▶ Your goal
Your answer should be every line with the word "each", copied from the data below.

▶ Extracted information

::::::::

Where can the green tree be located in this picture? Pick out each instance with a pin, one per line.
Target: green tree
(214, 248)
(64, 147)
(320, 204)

::::::::

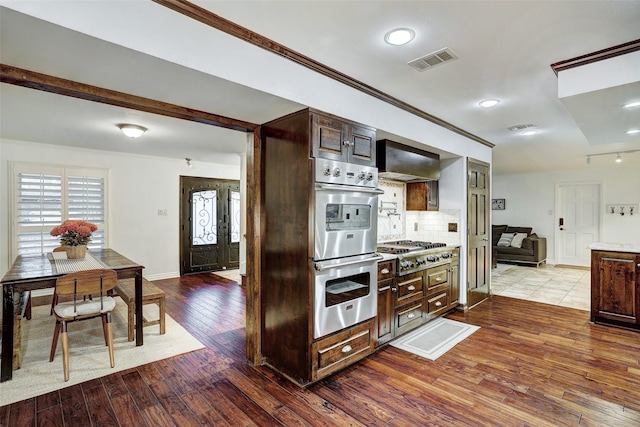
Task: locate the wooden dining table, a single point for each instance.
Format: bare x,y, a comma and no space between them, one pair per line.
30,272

::::::::

▶ Output for this exercise
Where can the green tree be located in this picture? Pick out each instance with a pin, one per line.
Task: locate the wooden dining table, a single point for each instance.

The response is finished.